GIVEN PASSAGE
------------------------------------------------------------

Many statistical methods involve approximation of a distribution by a Normal distribution. Questions 3 through 5 are intended to build intuition for when this is reasonable. The questions work toward visually assessing the quality of Normal approximations to several distributions.

The issue of the value of "mean" and the value of "sd" to use in a Normal approximation will be handled by use of the interquartile range, defined below. (There are other approaches that that depend on sample mean and variance and the mean and variance of the Normal distribution, concepts covered later in the course.)

### Question 3

Approximately, the $p^{th}$ quantile of a set $S$ of $n$ numerical values is the value $s_p$ such that the proportion of values in $S$ that are less than or equal to $s_p$ equals $p$. This concept may be familiar from the idea of the $95^{th}$ percentile. There are complications arising from the fact that there may not be a value $s_p$ for which the proportion exactly equals $p$. The "quantile" function in R defaults to one approach to addressing this. The default is acceptable for these exercises.

The **first quartile** of $S$ is the value $s_{0.25}$.

The **third quartile** of $S$ is the value $s_{0.75}$.

------------------------------------------------------------

Region annotation entries
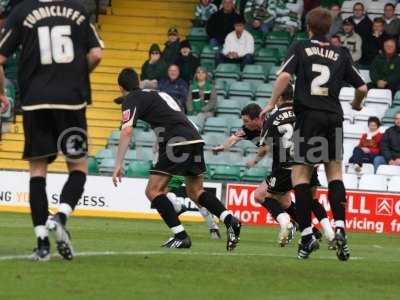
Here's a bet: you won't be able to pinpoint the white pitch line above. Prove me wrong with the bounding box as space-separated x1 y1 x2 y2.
0 250 364 261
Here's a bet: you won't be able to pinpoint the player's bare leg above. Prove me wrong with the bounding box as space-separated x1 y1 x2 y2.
325 161 350 261
29 158 50 261
254 180 295 247
47 158 88 260
146 174 192 248
185 175 242 251
292 165 319 259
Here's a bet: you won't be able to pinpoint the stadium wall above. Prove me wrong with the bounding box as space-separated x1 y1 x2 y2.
0 171 400 233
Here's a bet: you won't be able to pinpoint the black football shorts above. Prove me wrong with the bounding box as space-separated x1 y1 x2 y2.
23 108 88 163
150 143 207 176
293 110 343 165
265 168 320 195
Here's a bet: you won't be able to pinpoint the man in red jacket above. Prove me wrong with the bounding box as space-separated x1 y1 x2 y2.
349 117 383 172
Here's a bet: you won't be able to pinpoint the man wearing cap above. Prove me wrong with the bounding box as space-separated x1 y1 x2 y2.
339 18 362 63
217 16 254 69
162 27 180 65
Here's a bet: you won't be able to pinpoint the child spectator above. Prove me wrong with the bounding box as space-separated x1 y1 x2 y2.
140 44 167 89
175 40 200 85
193 0 218 27
187 67 217 121
162 27 180 65
349 117 383 172
339 18 363 63
369 39 400 95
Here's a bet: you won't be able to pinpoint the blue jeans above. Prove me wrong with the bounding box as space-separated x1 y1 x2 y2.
374 155 387 173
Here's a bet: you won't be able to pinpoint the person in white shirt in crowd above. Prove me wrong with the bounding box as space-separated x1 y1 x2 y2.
339 18 363 63
216 16 254 69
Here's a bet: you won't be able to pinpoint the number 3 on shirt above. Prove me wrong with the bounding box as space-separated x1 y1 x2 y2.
311 64 331 96
38 25 75 65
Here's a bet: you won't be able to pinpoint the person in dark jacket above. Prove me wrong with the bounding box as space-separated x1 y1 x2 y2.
369 39 400 95
159 65 188 112
140 44 167 89
349 2 372 65
374 111 400 171
161 27 180 65
206 0 239 48
175 40 200 85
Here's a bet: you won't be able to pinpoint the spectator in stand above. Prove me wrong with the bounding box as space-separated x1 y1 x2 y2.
374 111 400 171
217 16 254 69
206 0 239 49
175 40 200 85
369 39 400 95
186 67 217 121
193 0 218 27
247 18 264 41
366 18 389 64
159 64 188 112
339 18 363 63
140 44 167 89
327 3 343 38
383 3 400 39
349 2 372 65
244 0 275 33
162 27 180 65
349 117 383 173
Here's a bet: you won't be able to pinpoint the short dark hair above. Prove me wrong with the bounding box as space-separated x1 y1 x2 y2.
368 117 382 127
374 17 385 24
240 103 261 120
353 2 365 10
306 7 332 36
384 2 396 10
118 68 139 92
281 83 293 101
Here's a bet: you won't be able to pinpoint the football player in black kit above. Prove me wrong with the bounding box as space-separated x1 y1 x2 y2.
261 8 368 261
213 85 333 247
0 0 102 260
112 69 241 251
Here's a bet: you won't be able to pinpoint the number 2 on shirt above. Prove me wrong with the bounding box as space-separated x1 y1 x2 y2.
311 64 331 96
38 25 75 65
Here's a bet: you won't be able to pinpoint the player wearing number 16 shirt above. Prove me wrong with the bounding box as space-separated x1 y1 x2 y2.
113 71 241 251
0 0 102 260
261 8 367 260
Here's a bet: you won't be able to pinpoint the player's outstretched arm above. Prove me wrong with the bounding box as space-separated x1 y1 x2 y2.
212 135 242 153
112 126 133 186
0 55 10 113
351 84 368 111
260 72 292 119
87 47 102 73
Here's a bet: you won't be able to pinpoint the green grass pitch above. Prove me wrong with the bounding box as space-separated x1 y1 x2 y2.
0 213 400 300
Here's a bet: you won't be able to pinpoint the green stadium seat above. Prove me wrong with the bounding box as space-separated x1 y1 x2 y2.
132 131 156 147
242 65 267 83
265 31 292 47
211 165 240 181
392 91 400 106
107 130 121 148
95 149 114 164
88 156 99 175
229 81 253 99
215 64 240 80
125 161 151 178
241 167 268 182
216 99 242 116
255 83 273 101
254 48 281 65
99 158 115 174
203 117 229 133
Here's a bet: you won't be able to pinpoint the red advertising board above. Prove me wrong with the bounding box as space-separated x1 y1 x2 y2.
226 184 400 233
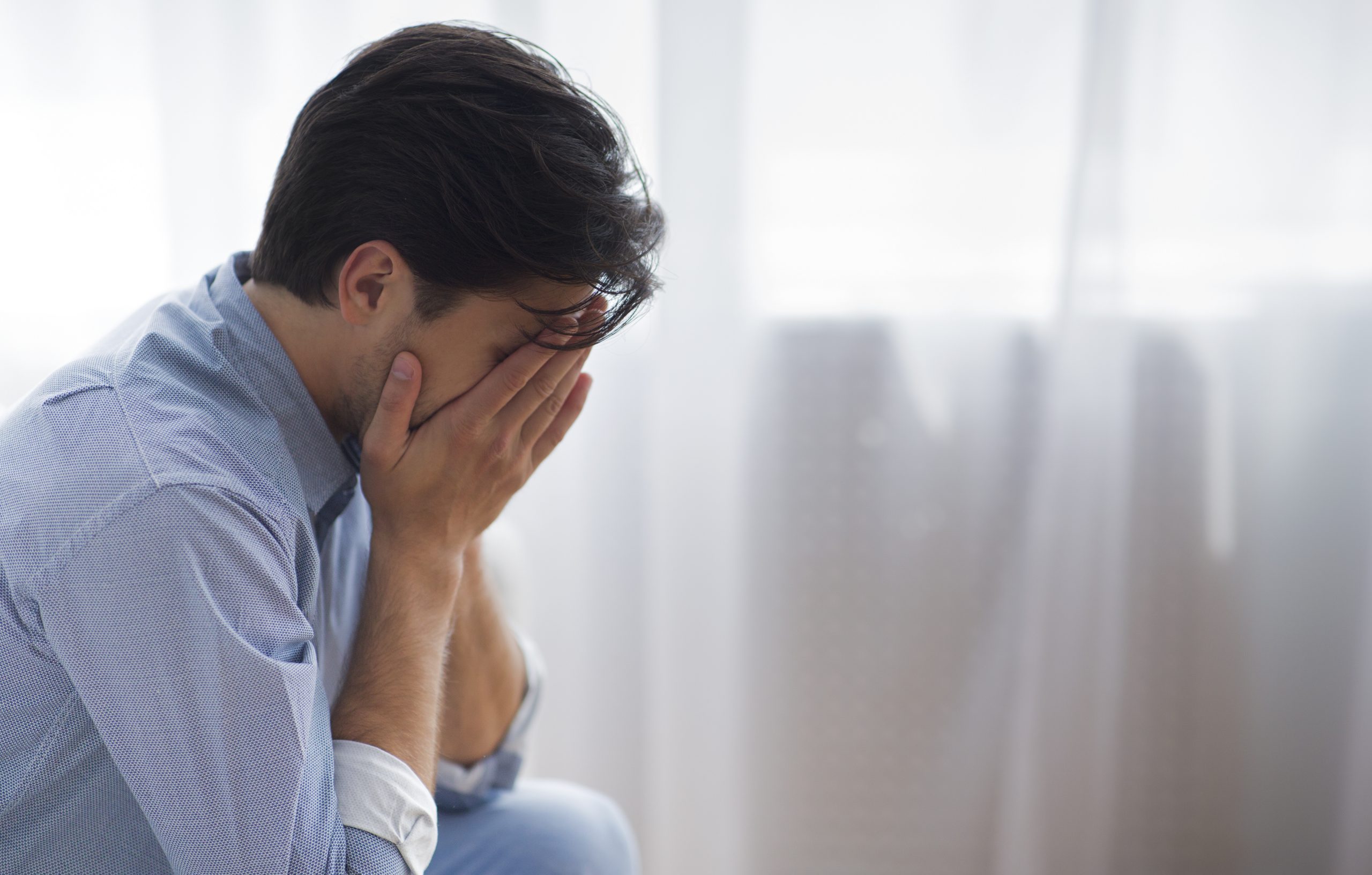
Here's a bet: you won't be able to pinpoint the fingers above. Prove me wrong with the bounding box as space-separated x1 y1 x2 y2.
362 352 420 468
530 373 591 468
464 317 576 422
520 347 591 446
501 296 605 442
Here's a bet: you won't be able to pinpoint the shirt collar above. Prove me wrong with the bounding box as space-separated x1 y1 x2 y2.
206 253 361 514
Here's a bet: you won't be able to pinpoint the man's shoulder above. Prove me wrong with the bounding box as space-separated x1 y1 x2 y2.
0 286 302 576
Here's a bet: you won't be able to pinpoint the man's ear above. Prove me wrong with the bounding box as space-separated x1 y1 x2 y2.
338 240 414 325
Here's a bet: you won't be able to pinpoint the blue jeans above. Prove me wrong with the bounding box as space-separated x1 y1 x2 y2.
426 780 638 875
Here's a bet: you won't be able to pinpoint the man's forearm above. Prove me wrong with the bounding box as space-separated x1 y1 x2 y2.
332 539 461 791
439 539 525 765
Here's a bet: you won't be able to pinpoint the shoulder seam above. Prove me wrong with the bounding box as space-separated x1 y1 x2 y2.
15 480 291 600
110 372 162 491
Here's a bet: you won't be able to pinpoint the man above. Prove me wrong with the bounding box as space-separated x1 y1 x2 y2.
0 25 662 875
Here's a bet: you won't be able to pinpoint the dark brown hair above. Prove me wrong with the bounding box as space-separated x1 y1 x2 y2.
252 22 664 347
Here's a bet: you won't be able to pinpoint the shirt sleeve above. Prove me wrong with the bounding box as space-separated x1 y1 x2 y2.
33 484 436 875
434 629 546 811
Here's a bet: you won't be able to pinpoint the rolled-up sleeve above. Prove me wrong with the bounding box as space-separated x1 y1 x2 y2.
33 484 436 875
434 629 545 811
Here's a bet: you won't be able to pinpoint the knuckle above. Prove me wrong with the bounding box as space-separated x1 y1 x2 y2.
534 374 560 395
501 370 527 394
487 431 517 462
453 417 482 444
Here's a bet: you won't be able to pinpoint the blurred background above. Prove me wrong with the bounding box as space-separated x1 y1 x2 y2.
0 0 1372 875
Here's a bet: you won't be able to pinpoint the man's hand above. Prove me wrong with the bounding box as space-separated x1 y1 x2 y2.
333 298 602 793
361 296 605 555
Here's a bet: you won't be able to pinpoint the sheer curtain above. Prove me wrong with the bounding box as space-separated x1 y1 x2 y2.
0 0 1372 875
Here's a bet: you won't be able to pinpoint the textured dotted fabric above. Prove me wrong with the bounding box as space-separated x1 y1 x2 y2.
0 253 527 875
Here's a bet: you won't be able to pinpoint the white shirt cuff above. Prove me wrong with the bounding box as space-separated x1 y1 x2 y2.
333 739 438 875
435 629 545 796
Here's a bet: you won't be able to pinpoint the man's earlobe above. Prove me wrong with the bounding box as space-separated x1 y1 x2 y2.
339 240 407 325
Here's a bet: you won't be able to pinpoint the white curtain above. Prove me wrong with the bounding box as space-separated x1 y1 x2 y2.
0 0 1372 875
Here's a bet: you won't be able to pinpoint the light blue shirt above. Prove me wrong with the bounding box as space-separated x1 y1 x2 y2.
0 253 541 875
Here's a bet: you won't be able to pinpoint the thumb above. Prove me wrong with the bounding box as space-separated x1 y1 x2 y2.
362 352 420 466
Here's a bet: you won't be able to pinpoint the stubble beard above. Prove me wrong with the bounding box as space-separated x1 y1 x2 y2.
339 322 413 442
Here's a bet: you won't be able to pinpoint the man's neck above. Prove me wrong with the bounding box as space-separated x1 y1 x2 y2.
243 278 347 440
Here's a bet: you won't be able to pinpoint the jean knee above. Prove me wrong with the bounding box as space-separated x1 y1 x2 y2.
454 780 639 875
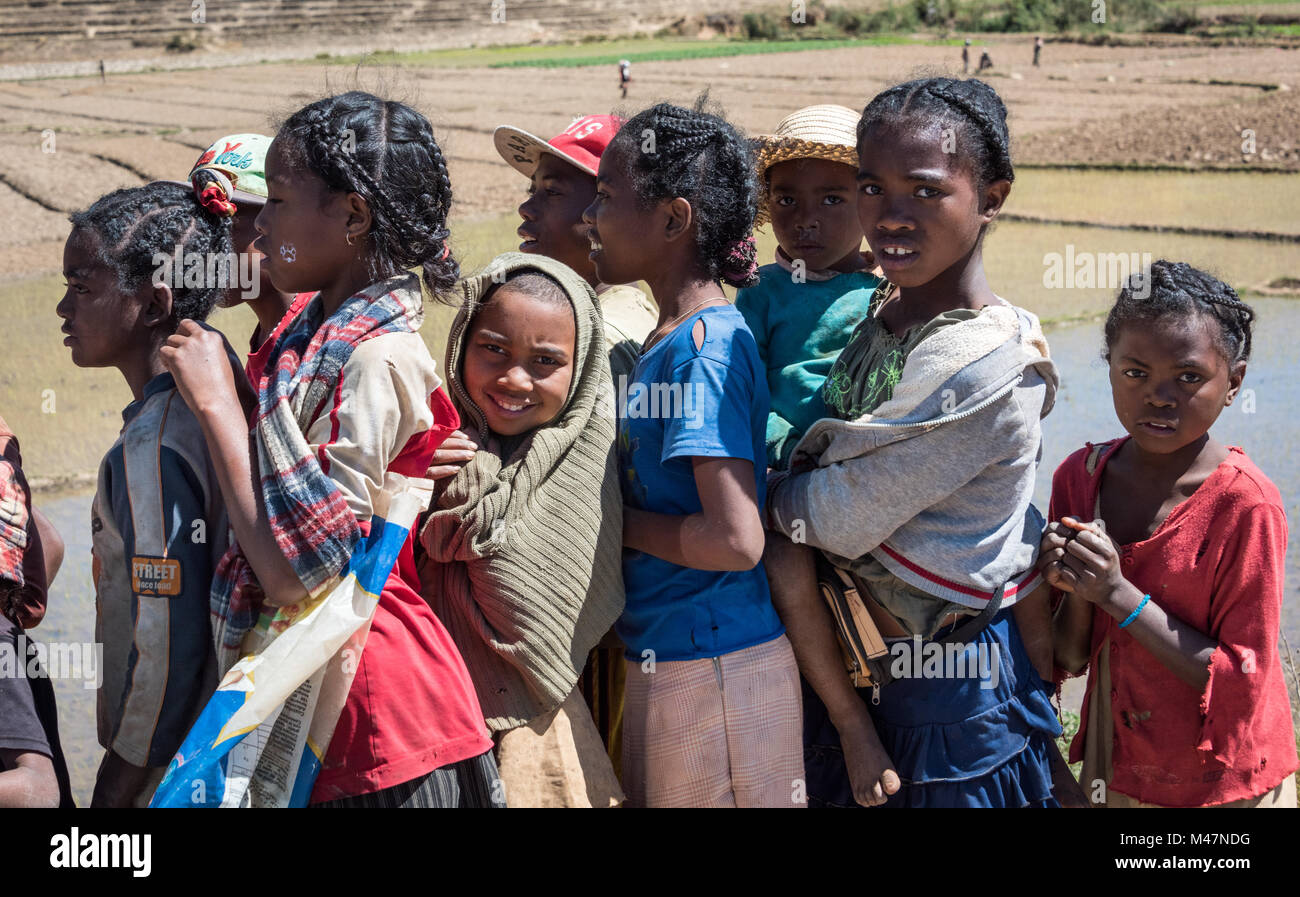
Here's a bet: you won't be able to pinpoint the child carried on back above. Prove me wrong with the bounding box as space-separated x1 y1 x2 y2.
420 252 624 806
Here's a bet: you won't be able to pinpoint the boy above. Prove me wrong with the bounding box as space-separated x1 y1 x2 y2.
493 116 659 384
56 183 238 806
736 105 884 469
488 115 659 770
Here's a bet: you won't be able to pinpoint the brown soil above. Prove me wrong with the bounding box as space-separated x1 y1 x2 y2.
0 39 1300 280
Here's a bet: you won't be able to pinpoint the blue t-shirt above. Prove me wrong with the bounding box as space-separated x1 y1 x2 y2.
615 306 785 660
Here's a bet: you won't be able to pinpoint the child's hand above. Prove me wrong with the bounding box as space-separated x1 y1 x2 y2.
1060 517 1126 605
159 319 239 415
1037 523 1076 593
425 430 478 480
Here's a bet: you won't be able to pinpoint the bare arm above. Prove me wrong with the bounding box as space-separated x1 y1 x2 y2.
0 749 59 809
623 458 764 571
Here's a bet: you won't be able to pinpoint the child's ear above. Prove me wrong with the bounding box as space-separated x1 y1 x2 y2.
979 178 1011 224
1223 361 1245 408
660 196 696 243
144 283 176 328
343 194 374 244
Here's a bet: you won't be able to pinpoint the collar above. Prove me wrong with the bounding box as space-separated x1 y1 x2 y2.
122 371 176 426
776 246 870 283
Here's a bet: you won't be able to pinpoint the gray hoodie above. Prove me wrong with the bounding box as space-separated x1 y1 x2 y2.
768 306 1058 608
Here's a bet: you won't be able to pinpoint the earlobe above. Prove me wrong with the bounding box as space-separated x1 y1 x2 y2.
980 179 1011 222
345 192 374 246
144 283 174 328
663 196 694 242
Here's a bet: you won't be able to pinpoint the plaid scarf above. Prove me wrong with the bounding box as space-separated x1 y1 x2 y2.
211 273 424 673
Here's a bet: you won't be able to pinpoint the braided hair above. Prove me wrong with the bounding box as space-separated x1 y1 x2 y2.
858 78 1015 190
68 181 235 321
612 92 759 287
1102 259 1255 365
276 91 460 299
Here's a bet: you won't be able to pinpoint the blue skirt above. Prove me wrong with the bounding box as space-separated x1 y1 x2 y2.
803 608 1061 807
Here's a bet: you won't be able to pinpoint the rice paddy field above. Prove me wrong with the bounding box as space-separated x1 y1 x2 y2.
0 34 1300 798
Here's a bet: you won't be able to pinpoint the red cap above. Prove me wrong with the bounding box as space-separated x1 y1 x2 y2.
493 116 623 177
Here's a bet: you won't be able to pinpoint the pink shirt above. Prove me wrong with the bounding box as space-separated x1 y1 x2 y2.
1048 437 1297 807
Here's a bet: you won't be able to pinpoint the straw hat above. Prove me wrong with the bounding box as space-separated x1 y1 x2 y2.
754 103 861 228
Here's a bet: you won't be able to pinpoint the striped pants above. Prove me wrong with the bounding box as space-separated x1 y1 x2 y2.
623 634 807 807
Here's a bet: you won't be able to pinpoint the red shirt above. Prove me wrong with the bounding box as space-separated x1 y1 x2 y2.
311 389 491 803
1048 437 1297 807
244 293 316 390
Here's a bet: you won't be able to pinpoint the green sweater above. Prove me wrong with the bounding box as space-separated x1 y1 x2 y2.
736 264 885 468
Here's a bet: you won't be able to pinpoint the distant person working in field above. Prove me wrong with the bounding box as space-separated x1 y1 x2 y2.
486 116 659 767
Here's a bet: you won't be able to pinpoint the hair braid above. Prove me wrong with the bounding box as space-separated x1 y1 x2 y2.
277 91 460 298
1102 259 1255 364
611 92 759 286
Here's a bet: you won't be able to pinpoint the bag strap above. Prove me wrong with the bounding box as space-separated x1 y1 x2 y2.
935 582 1006 645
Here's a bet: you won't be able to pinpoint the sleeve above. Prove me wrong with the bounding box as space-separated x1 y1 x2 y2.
307 333 441 521
108 446 214 767
1196 504 1290 768
665 355 763 464
0 618 52 754
768 379 1036 558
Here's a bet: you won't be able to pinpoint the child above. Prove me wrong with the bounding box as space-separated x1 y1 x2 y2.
493 109 659 767
169 134 312 389
584 98 803 807
0 417 75 807
56 183 233 806
493 116 659 385
1039 260 1296 807
420 252 623 807
166 91 502 807
768 78 1061 806
736 105 883 468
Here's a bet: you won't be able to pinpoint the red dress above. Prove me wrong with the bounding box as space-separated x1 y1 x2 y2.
1048 437 1297 807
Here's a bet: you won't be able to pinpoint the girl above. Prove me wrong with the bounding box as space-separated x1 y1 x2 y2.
768 78 1061 806
420 252 623 807
178 134 312 389
165 91 501 806
1039 261 1296 807
584 98 803 807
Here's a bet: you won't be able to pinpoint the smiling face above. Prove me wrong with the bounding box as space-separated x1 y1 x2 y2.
254 139 356 293
767 159 862 270
858 122 1011 290
462 282 577 436
55 228 147 368
582 138 655 283
1109 315 1245 455
516 153 597 285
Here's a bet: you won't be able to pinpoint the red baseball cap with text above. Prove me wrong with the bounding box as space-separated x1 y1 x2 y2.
493 116 623 177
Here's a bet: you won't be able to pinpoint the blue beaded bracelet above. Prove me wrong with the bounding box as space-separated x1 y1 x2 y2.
1119 594 1151 629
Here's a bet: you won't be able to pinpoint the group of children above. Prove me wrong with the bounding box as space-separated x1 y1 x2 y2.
0 78 1297 807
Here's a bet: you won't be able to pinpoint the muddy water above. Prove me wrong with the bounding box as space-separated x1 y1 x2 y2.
22 299 1300 802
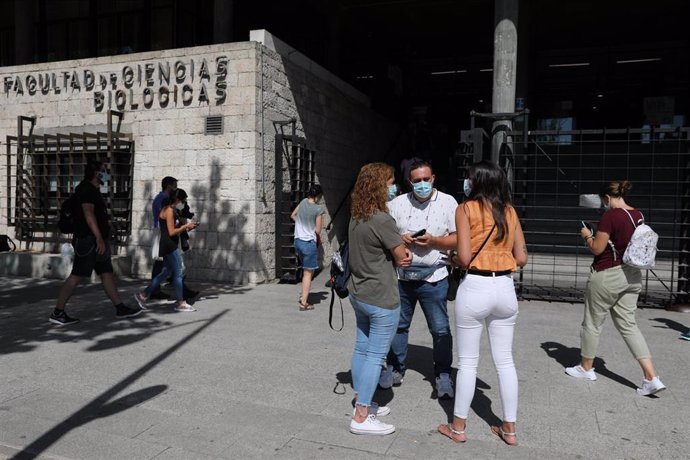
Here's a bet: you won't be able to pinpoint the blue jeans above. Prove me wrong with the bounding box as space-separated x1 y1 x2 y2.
144 248 184 300
388 278 453 377
350 296 400 406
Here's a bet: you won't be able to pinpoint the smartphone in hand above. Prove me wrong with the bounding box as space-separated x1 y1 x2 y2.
411 228 426 238
580 220 594 235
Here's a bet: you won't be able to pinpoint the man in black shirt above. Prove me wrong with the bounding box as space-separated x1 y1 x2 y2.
50 161 142 326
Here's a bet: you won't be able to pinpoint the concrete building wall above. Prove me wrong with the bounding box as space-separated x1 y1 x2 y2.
0 33 394 284
250 30 405 261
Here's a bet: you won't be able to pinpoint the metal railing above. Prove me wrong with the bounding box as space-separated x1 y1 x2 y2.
507 128 690 306
6 111 134 251
456 124 690 306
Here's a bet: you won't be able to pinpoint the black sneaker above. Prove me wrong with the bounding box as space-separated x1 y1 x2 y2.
149 291 171 300
115 304 144 318
48 310 79 326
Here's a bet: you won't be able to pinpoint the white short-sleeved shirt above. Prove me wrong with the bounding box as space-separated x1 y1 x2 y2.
388 189 458 283
295 198 326 241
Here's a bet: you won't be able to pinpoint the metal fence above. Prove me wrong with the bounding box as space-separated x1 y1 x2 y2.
6 111 134 251
504 128 690 306
456 124 690 307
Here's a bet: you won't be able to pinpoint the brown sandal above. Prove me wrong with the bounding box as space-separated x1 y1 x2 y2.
491 426 517 446
437 423 467 442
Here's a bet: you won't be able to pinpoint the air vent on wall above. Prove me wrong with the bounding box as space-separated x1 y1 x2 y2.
204 115 223 136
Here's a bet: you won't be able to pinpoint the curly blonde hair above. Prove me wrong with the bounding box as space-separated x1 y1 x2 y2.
350 163 395 220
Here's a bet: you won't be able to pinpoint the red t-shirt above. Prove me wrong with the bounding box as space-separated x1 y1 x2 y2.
592 208 644 272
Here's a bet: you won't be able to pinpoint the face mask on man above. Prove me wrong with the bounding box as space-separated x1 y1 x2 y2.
462 179 472 198
412 181 434 199
388 184 398 201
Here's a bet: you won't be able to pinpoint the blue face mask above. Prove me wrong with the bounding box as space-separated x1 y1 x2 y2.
462 179 472 198
412 181 434 199
388 184 398 201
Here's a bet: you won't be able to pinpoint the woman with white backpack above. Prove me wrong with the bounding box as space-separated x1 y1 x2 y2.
565 181 666 396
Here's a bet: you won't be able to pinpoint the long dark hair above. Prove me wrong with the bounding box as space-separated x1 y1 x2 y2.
469 160 511 241
163 188 187 207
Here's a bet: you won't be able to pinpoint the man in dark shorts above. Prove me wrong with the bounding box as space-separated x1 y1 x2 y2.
50 161 142 326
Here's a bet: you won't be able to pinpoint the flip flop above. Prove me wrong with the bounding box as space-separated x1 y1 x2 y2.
437 423 467 443
299 301 314 311
491 426 517 446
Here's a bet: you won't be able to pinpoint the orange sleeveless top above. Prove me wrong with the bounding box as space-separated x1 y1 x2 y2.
462 200 518 272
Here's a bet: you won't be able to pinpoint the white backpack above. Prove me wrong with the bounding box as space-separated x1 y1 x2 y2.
611 209 659 269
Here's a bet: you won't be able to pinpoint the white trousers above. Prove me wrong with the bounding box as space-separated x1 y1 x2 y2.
453 275 518 422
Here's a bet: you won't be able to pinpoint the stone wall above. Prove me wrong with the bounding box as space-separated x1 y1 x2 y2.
251 30 405 266
0 32 395 284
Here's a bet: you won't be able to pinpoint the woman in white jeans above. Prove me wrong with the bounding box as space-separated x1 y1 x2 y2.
438 161 527 446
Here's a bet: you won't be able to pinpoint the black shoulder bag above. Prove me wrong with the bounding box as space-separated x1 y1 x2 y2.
446 224 496 300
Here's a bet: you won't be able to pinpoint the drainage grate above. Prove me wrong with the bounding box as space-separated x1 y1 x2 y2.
204 115 223 136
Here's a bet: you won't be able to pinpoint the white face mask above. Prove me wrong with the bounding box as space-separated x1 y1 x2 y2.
601 198 611 211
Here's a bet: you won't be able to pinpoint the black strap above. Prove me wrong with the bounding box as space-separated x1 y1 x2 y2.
328 292 345 332
467 223 496 270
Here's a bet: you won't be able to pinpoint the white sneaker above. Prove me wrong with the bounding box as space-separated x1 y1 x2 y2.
565 364 597 381
379 365 393 390
134 292 147 310
350 414 395 436
436 372 455 399
637 376 666 396
352 403 391 417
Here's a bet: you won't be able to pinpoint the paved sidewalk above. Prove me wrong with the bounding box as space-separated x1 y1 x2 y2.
0 274 690 459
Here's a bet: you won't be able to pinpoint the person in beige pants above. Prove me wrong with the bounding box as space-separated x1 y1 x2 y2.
565 181 666 396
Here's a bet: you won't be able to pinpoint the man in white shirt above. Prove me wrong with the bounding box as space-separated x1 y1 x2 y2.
379 161 458 399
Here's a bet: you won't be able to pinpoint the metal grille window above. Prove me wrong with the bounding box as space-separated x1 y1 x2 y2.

------------------------------------------------------------

WRITTEN INSTRUCTION A
Answer each question from the passage on Normal approximation, one line per answer, marked as the questions are.
(i) What will be used to handle the values of "mean" and "sd" in a Normal approximation?
(ii) Which R function has a default that is acceptable for these exercises?
(iii) Which value is the third quartile of $S$?
WRITTEN INSTRUCTION B
In the records, multiply every bounding-box coordinate in the answers by 1.15 and round to whole numbers, halves up. Give only the lines from the line with "Here's a bet: you won't be able to pinpoint the jean" to the line with "768 306 1058 608", both included, with the requests kept and the pictures left out.
The text and the records come from separate, unrelated sources.

ANSWER A
(i) The interquartile range.
(ii) The "quantile" function.
(iii) The value $s_{0.75}$.

ANSWER B
Here's a bet: you won't be able to pinpoint the jean knee above. Prove me wrong with the bounding box as space-separated x1 y1 x2 y2.
522 897 735 1006
Here's a bet: you won't be able to pinpoint the child carried on back above. Prove me wrong with the bounding box as space-separated x1 y1 x2 y2.
483 290 718 927
Here's a bet: you won't be able to pinpoint the boy above. Prove me wrong with the bounding box as space-separated x1 y1 x2 y2.
567 133 758 442
64 210 274 927
846 121 1017 539
561 132 758 886
Here's a bet: you won't be able to pinpoint the brown soil above. Prove me wrong with the bounding box as space-separated x1 y1 x2 y2.
0 45 1495 322
Here's a bet: you won't be able to pinpoint the blue t-shirt above. Prove me wrong with the bounding box as space-separated x1 y1 x2 y2.
707 352 903 759
Here's a bet: you won't be able to pinpoint the child's hand above. Prove me wrong with the bounding box as space-separated x1 y1 x2 y2.
1219 595 1295 696
183 367 275 477
1193 601 1237 682
489 495 550 552
Here's a bet: you won't be able to pinpoint the bare arm above. Prove me wrong with the bounding box as space-separated x1 y1 x2 y2.
0 861 68 930
716 527 879 657
Here's a bet: you won't be able to pinpoint the child's ear above. Prove me wrong with the bounding box as space-separated x1 y1 x2 y2.
1126 205 1163 258
1406 415 1432 469
759 225 800 279
166 325 202 377
394 223 430 281
Here's a bet: you won't be able to pinpoint the collar above. Prove me wrong with the bounding box as space-separated x1 y1 x2 y2.
140 427 202 490
892 283 1001 325
Here's a bet: you won't be able to pinpoint the gray hoodie above. Prove me wrong with the bounding box as space-separated x1 y1 x2 y2.
883 352 1217 699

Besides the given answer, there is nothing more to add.